Start of Text shown
The cartel said OPEC production in February, as reported by secondary sources, dipped month over month by 221,000 barrels a day to a daily average of 30.55 million barrels, about 1 million barrels a day less than December 2018 production of 31.58 million barrels. Saudi Arabia’s February production fell to 10.09 million barrels a day, a month-over-month decrease of 86,000 barrels a day. Iranian production increased by 12,000 barrels a day to around 2.74 million barrels, and Venezuelan production dropped by 142,000 barrels a day to about 1.01 million barrels.

The Saudis themselves reported total production of 10.14 million barrels a day in February, down by about 106,000 barrels a day compared to January. Venezuela reported a decline of 56,000 barrels to a total of 1.43 million barrels a day.

Russian production averaged a record 11.35 million barrels a day in 2018, and February production rose to 11.53 million barrels. OPEC is estimating average daily Russian production in 2019 will reach a new record of 11.49 million barrels a day.

OPEC now forecasts average 2019 global demand of 99.96 million barrels a day, basically unchanged from the previous month’s estimate. The current estimate for 2019 global demand growth is 1.24 million barrels a day, also unchanged from last month’s estimate.

The cartel estimated 2018 non-OPEC supply rose by 30,000 barrels a day to 62.19 million barrels. For 2019 non-OPEC supply is expected to increase by 2.24 million barrels a day to an average of 64.43 million barrels, an increase of 60,000 barrels a day compared with last month’s estimate for the current year.

U.S. production in 2019 is now expected to rise to 18.45 million barrels a day, up by 10,000 barrels from last month’s forecast. That reflects a U.S. supply growth rate of 1.8 million barrels a day (up 10.8%) year over year.

2018’s estimated demand for OPEC crude was lowered to 31.5 million barrels a day, down by some 100,000 barrels a day compared to last month’s estimate. Demand in 2019 is now estimated at 30.5 million barrels a day, down by around 1.1 million barrels from the 2018 level.

Crude prices continue to trend higher Thursday morning, with West Texas Intermediate for April delivery up about 0.6% at $58.61 a barrel and Brent for May delivery up about 0.3% at $67.88.
End of Text shown
Start of Record excerpts
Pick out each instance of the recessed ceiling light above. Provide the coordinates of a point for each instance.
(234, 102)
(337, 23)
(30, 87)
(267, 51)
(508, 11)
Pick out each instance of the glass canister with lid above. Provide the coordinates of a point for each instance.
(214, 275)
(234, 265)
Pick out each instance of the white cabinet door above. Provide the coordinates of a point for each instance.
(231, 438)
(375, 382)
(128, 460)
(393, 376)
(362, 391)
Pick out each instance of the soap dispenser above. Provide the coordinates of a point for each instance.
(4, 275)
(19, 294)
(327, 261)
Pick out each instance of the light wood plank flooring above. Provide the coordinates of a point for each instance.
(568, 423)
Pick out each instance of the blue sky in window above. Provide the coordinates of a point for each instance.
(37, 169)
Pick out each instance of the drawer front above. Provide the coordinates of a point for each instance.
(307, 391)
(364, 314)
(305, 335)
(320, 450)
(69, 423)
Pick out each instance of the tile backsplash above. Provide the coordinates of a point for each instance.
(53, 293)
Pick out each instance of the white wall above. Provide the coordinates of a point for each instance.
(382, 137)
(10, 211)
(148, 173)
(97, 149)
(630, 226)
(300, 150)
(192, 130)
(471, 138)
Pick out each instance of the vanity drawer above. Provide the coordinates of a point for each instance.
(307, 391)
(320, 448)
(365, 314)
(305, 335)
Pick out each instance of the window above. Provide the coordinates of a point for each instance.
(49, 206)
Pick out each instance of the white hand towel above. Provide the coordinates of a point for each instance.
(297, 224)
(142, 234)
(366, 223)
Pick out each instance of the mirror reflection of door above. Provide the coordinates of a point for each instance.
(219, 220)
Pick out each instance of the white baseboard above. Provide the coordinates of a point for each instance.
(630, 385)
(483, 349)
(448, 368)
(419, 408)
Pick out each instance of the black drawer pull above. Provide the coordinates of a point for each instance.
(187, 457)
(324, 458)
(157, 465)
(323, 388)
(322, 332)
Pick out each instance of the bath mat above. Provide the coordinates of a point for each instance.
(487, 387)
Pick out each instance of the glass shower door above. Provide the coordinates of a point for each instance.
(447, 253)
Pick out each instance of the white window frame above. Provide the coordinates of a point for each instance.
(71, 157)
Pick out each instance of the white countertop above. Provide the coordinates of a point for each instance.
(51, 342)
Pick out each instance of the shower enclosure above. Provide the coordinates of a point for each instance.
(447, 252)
End of Record excerpts
Write a two-sentence summary of the OPEC oil report. The records come from a different source than the OPEC oil report.

OPEC production fell by 221,000 barrels a day in February to an average of 30.55 million barrels a day, with Saudi and Venezuelan output declining while Iranian output edged up. For 2019, OPEC forecasts global demand of 99.96 million barrels a day and non-OPEC supply of 64.43 million barrels a day, and it estimates demand for its own crude at 30.5 million barrels a day.